# weld on rod holders



## Bigg J (Nov 7, 2007)

I'm not looking to buy now but was wondering about how much they cost.

Thanks


----------



## X-Shark (Oct 3, 2007)

Check with Surplus Unlimited out of Daytona Beach.



https://www.surplusunlimited.com/Merchant2/merchant.mvc?Screen=SFNT&Store_Code=1



That's where I bough my Gold Anidozed ones for $25ea.



http://www.classicmako.com/projects/xshark/bw43.htm


----------



## Bigg J (Nov 7, 2007)

Preciate man


----------



## Bigg J (Nov 7, 2007)

Hey Shark, I found the site, but as far as the holders go, are they the ones without the mounting brackets.


----------



## X-Shark (Oct 3, 2007)

Let's see if this helps?



All the Gold part is what you get. They are weld -on. Note that I had to send some back for exchange. I ordered 5 and a few of them had the Brushed finish. I wanted all Polished finish. All were still with the Gold.



Your going to need to call them.


----------



## Bigg J (Nov 7, 2007)

Right on. Maybe I need to look some more but the ones that I found only had the holder itself and no other piece on it ( like the piece between the rod holder and the t-top frame, etc...)


----------



## X-Shark (Oct 3, 2007)

You can always call Tim @ Breeze Fabricators to get what you want.


----------



## Bigg J (Nov 7, 2007)

Yep he's been dropping me pm's.


----------

### Set of tasks
(A) In the rod holder thread, what price did X-Shark pay for each of the gold anodized holders?
(B) Condense the paragraph in the rod holder thread that begins "All the Gold part is what you get" into a short bulleted list that keeps its main facts.
(C) Transcribe the rod holder thread word for word, from "Right on. Maybe" up to and including "t-top frame, etc...)".

### Recorded data
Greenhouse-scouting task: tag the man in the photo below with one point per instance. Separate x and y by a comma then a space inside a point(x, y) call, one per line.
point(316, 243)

### Expected answers
(A) $25 each.

(B)
- Only the gold part comes with the purchase, and the holders are weld-on.
- Five were ordered, and a few arrived with a brushed finish instead of the polished finish wanted.
- Some had to be sent back for exchange.
- All of them were still gold.

(C)
Right on. Maybe I need to look some more but the ones that I found only had the holder itself and no other piece on it ( like the piece between the rod holder and the t-top frame, etc...)